Goal
Copy the data below word for word, keeping every line, bracket and number unchanged.
Start
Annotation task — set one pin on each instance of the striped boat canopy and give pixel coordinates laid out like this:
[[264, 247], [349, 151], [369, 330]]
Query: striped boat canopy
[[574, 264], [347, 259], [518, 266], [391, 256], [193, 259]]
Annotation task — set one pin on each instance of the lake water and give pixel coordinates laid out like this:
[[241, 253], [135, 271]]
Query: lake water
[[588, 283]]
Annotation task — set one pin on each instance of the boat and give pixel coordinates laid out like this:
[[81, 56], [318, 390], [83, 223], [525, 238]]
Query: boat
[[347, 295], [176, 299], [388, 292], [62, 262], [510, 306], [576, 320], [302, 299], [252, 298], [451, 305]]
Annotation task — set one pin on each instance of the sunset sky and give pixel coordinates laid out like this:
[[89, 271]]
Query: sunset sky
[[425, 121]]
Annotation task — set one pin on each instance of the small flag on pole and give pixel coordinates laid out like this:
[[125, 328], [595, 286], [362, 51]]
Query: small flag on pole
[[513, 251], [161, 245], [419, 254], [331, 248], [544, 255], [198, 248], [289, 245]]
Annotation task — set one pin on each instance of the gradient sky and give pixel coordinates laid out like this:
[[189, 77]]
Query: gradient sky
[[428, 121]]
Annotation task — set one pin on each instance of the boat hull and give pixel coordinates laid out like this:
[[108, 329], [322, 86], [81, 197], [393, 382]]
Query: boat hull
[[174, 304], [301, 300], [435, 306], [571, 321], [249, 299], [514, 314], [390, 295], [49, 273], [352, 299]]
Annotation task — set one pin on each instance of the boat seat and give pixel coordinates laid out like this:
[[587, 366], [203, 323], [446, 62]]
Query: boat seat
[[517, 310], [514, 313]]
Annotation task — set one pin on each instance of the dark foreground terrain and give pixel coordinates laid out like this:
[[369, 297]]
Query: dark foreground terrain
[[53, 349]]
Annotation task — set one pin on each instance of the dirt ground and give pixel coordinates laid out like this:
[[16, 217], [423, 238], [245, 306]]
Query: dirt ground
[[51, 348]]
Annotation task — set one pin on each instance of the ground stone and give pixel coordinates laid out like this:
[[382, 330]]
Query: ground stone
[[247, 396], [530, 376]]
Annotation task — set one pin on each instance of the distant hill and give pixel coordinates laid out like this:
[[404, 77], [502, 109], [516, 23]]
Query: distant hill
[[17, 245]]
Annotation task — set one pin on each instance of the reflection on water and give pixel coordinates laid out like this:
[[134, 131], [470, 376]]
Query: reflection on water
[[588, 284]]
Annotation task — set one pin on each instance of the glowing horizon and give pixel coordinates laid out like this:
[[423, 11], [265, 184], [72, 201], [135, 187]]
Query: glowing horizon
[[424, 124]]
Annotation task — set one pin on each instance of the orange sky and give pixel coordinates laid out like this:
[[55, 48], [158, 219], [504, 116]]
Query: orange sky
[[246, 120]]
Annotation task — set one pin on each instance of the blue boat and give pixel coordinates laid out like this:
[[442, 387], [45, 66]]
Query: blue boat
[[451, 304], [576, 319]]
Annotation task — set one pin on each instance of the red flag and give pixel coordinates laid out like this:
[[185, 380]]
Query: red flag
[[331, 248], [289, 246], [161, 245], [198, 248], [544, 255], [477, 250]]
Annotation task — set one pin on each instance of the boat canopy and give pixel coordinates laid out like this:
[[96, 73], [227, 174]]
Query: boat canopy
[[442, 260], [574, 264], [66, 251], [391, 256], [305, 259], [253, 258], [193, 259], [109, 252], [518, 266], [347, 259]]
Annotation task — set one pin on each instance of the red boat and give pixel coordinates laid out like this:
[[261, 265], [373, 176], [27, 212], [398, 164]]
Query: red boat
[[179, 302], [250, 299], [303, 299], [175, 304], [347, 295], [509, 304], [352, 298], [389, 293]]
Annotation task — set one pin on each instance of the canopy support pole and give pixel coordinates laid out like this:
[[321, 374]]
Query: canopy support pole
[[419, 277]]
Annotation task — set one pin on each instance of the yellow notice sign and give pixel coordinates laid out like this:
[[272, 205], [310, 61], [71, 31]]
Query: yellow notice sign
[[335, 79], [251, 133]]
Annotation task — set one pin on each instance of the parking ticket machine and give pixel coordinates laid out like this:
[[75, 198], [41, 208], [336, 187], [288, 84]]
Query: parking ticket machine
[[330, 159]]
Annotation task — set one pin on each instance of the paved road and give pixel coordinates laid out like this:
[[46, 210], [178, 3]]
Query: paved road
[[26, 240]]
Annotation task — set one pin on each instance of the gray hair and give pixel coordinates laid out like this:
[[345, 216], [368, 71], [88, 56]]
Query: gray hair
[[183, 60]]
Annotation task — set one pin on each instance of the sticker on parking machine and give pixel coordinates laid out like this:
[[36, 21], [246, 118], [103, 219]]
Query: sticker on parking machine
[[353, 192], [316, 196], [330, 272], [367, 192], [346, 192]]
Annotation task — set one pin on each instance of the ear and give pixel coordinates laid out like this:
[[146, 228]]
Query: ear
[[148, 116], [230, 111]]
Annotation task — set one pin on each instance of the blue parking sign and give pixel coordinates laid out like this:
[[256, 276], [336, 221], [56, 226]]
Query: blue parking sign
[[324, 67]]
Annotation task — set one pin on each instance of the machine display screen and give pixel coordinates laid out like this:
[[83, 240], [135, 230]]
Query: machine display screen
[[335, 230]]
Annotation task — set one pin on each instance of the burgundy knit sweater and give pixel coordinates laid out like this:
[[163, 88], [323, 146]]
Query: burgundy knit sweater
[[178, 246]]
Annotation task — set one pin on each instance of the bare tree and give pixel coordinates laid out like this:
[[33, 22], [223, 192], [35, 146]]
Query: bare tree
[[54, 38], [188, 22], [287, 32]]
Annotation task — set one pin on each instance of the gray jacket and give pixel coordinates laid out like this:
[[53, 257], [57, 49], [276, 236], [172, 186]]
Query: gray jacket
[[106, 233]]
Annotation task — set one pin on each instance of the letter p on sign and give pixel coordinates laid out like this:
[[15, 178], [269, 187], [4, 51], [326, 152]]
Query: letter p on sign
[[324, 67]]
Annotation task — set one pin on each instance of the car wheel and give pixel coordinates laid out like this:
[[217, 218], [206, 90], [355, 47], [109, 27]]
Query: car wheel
End
Exercise answer
Annotation task — set one pin on each instance of the striped boat canopy and give pixel coordinates laid out like this:
[[264, 247], [349, 151], [369, 330]]
Query: striped boat canopy
[[574, 264], [347, 259], [518, 266], [391, 256], [193, 259]]
Annotation task — set one pin on each instance of the lake water and give pixel coordinates laid out like this:
[[241, 253], [135, 271]]
Query: lake water
[[588, 283]]
Annotation task — set one pin on each instance of the boat and give pixel coordinates laid out like this:
[[81, 56], [318, 390], [83, 223], [525, 238]]
Query: boat
[[347, 295], [176, 299], [388, 292], [62, 262], [510, 306], [576, 320], [302, 299], [252, 298], [451, 305]]
Annotation task — set one pin on each instance of the sunset sky and give pixel coordinates laid out like this:
[[89, 271]]
Query: sunset sky
[[425, 121]]
Annotation task — set one pin on each instance of the small flag on pole and give pixel coordinates laid out like this:
[[125, 328], [595, 286], [362, 51]]
Query: small flag on pole
[[513, 251], [161, 245], [419, 254], [331, 248], [544, 255], [198, 248], [289, 245]]
Annotation task — set one pin on each instance of the gradient sky and give pixel coordinates laid out like this:
[[189, 77]]
Query: gradient sky
[[428, 121]]
Annotation task — set one pin on each instance of the boat hull and give pixel coordinates laid out like this:
[[108, 329], [322, 86], [81, 197], [393, 382]]
Query: boat hull
[[174, 304], [301, 300], [435, 306], [571, 321], [249, 299], [514, 314], [390, 295], [49, 273], [352, 299]]
Annotation task — set one pin on each instance of the boat seat and give pixel coordinates laid out like this:
[[587, 366], [203, 323], [446, 62]]
Query: boat seat
[[517, 310], [514, 313]]
Annotation task — set one pin on each instance of the dark foreground terrain and give pixel coordinates laid out like this:
[[369, 297]]
Query: dark foreground terrain
[[53, 349]]
Annotation task — set one pin on each instance of the dirt ground and give pixel coordinates laid out like this:
[[16, 217], [423, 238], [245, 306]]
Query: dirt ground
[[51, 348]]
Annotation task — set one pin on each instance of the ground stone and give pixel coordinates laid out like this:
[[382, 330]]
Query: ground stone
[[247, 396], [530, 376]]
Annotation task — set one pin on each instance of the distant hill and give pixel coordinates laid out like this:
[[404, 77], [502, 109], [516, 23]]
Query: distant hill
[[17, 245]]
Annotation task — set one pin on each instance of the reflection on water and give pixel coordinates laid out like this:
[[134, 131], [470, 376]]
Query: reflection on water
[[588, 284]]
Annotation task — set one pin on each instance of the glowing horizon and give pixel coordinates laid out like this:
[[423, 11], [265, 184], [72, 201], [135, 187]]
Query: glowing horizon
[[424, 124]]
Annotation task — set one pin on each instance of the orange sky and give pixel coordinates laid out like this:
[[55, 48], [158, 219], [504, 116]]
Query: orange sky
[[246, 120]]
Annotation task — set one pin on each instance of the blue boat and give pixel coordinates laid out like this:
[[442, 387], [45, 66]]
Query: blue boat
[[451, 304], [576, 319]]
Annotation task — set one pin on each instance of the red flag and give pixel coordinates laid out like this:
[[185, 380]]
Query: red flag
[[331, 248], [289, 246], [161, 245], [198, 248], [544, 255], [477, 250]]
Annotation task — set one pin on each instance of the boat canopy and give pixel coordinates laid out like this:
[[96, 73], [227, 174]]
Query: boat canopy
[[442, 260], [574, 264], [66, 251], [391, 256], [305, 259], [253, 258], [193, 259], [109, 252], [518, 266], [347, 259]]
Annotation task — set one pin on each instance of the red boat and give pixel coordinates laid out like this:
[[261, 265], [373, 176], [27, 212], [398, 164]]
Query: red boat
[[179, 302], [250, 299], [303, 299], [175, 304], [347, 295], [509, 304], [352, 298], [389, 293]]
Annotation task — set one pin on each instance of the canopy support pole and give pixel coordinates laid out like this:
[[321, 374]]
Query: canopy support pole
[[419, 277]]
Annotation task — set one pin on each instance of the yellow notice sign and give pixel coordinates laid out like this:
[[272, 205], [310, 61], [71, 31]]
Query: yellow notice sign
[[335, 79], [251, 133]]
Annotation task — set one pin on each instance of the parking ticket machine and give pixel coordinates laid out like this:
[[75, 198], [41, 208], [336, 187], [288, 84]]
Query: parking ticket machine
[[330, 159]]
Annotation task — set one pin on each instance of the paved road and give pixel coordinates laid out like this:
[[46, 210], [178, 3]]
Query: paved road
[[26, 240]]
Annotation task — set one pin on each instance of the gray hair and give pixel coordinates laid out like this:
[[345, 216], [368, 71], [88, 56]]
Query: gray hair
[[183, 60]]
Annotation task — set one pin on each instance of the sticker on parking machine and give pixel coordinates laid out like this:
[[36, 21], [246, 118], [103, 219]]
Query: sticker on parking machine
[[353, 192], [316, 196], [330, 272], [367, 192], [346, 192]]
Annotation task — set one pin on each instance of the ear and give pixel coordinates laid out like this:
[[146, 228]]
Query: ear
[[148, 116], [230, 111]]
Annotation task — set one pin on each instance of the blue parking sign and give pixel coordinates laid out like this:
[[256, 276], [336, 221], [56, 226]]
Query: blue parking sign
[[324, 67]]
Annotation task — set one pin on each instance of the machine display screen and give pixel coordinates laid out like this:
[[83, 240], [135, 230]]
Query: machine display screen
[[335, 230]]
Annotation task — set one pin on each instance of the burgundy knit sweater and give pixel coordinates laid out like this:
[[163, 88], [323, 146]]
Query: burgundy knit sweater
[[178, 246]]
Annotation task — set one pin on each instance of the bare tree and give pixel coordinates laid out like this:
[[33, 22], [223, 192], [35, 146]]
Query: bare tree
[[54, 38], [188, 22], [287, 32]]
Annotation task — set one pin on each instance of the gray jacket and give pixel coordinates laid out like this:
[[53, 257], [57, 49], [276, 236], [172, 186]]
Query: gray jacket
[[106, 233]]
Annotation task — set one pin on each instance of the letter p on sign and give pixel coordinates laid out like this:
[[15, 178], [269, 187], [4, 51], [326, 152]]
Query: letter p on sign
[[324, 67]]
Annotation task — set one pin on each instance of the car wheel and give pixel coordinates laid out like this:
[[217, 218], [206, 90], [355, 47], [109, 27]]
Query: car wheel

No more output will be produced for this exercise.